• [What this task involves]:
Using the listing below, give the number of lines where "every" appears, and nothing else.

• [Recorded data]:
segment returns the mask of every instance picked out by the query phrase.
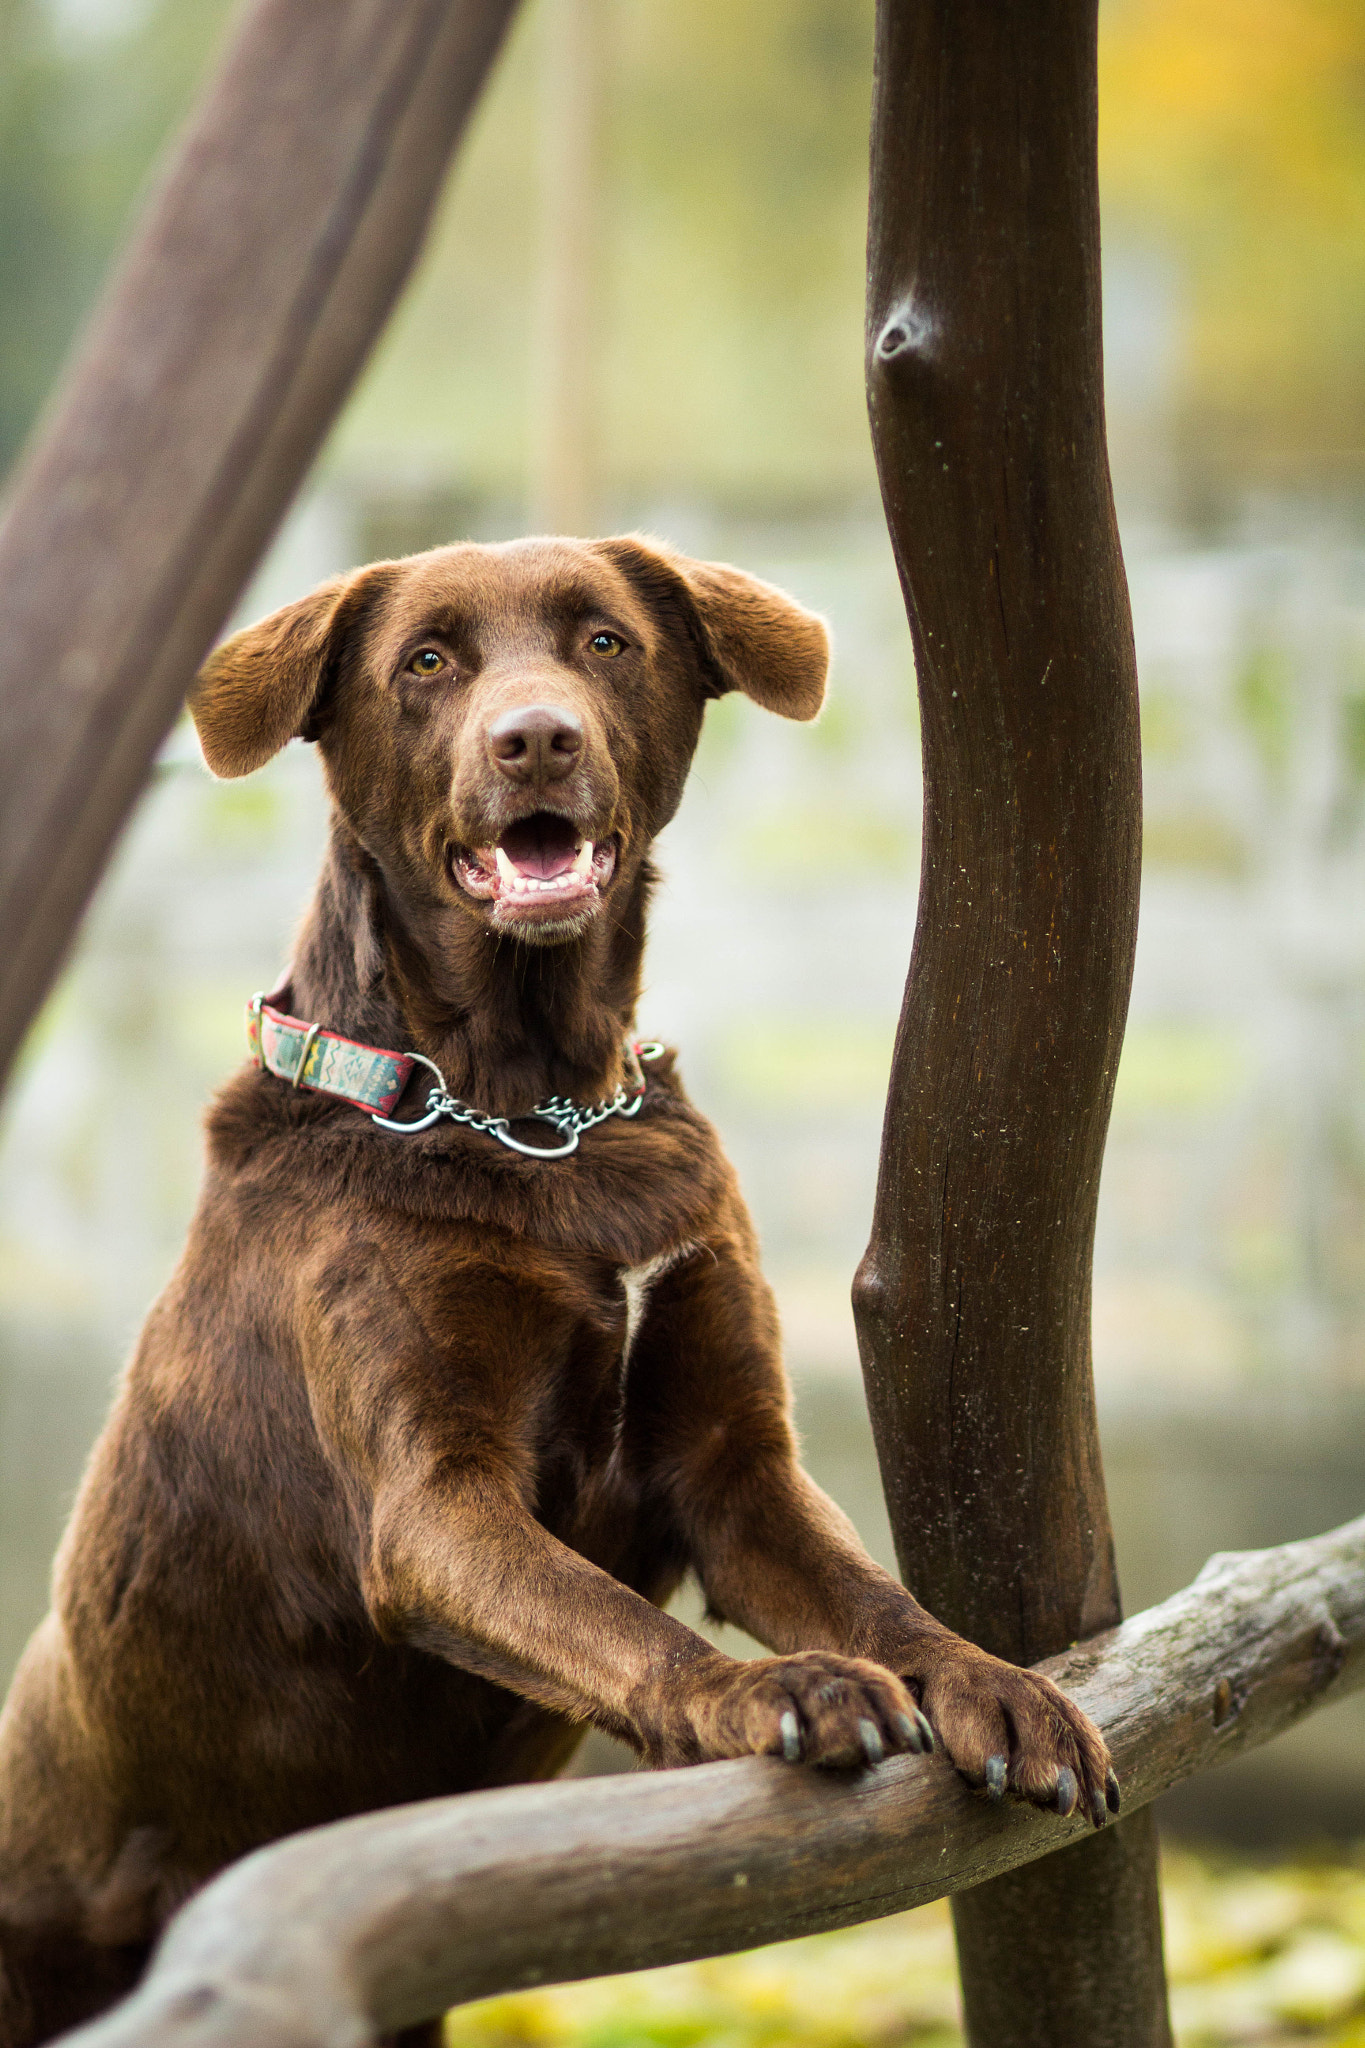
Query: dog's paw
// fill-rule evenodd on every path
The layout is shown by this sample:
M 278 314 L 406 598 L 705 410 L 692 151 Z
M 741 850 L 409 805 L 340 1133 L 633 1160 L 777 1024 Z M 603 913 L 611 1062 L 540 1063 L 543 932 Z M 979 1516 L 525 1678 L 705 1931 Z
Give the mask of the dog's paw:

• [Written solution]:
2